• _Problem to work on_:
Copy out the entire forum thread about audio options for the HR24, word for word.

# Audio options for the HR24



## teneighytp (Oct 4, 2012)

Hello. I have an older Yamaha receiver that does not have an digital sat/dtv coax audio input. It only has a dvd/ld digital coax audio input. It does have an optical input for sat/dtv. The HR34 only has hdmi and digital coax audio output (no optical). Should I get an Coaxial (RCA) to Optical Toslink Digital Audio Converter? I've seen them for $11 online. Or should I upgrade an hdmi receiver, which is a little out of my budget? Thanks for any input!


----------



## jimmie57 (Jun 26, 2010)

I would try the converter to see how it works first.
If it doesn't work you could save for awhile until you could upgrade your receiver.


----------



## teneighytp (Oct 4, 2012)

• _Available data_:
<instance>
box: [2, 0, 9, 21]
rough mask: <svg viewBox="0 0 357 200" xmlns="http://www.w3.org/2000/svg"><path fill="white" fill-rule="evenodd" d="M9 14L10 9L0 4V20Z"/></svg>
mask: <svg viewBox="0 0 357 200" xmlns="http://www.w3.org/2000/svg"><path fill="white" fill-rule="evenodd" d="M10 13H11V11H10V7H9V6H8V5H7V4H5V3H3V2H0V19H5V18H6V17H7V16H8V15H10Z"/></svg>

• _Exercise solution_:
# Audio options for the HR24



## teneighytp (Oct 4, 2012)

Hello. I have an older Yamaha receiver that does not have an digital sat/dtv coax audio input. It only has a dvd/ld digital coax audio input. It does have an optical input for sat/dtv. The HR34 only has hdmi and digital coax audio output (no optical). Should I get an Coaxial (RCA) to Optical Toslink Digital Audio Converter? I've seen them for $11 online. Or should I upgrade an hdmi receiver, which is a little out of my budget? Thanks for any input!


----------



## jimmie57 (Jun 26, 2010)

I would try the converter to see how it works first.
If it doesn't work you could save for awhile until you could upgrade your receiver.


----------



## teneighytp (Oct 4, 2012)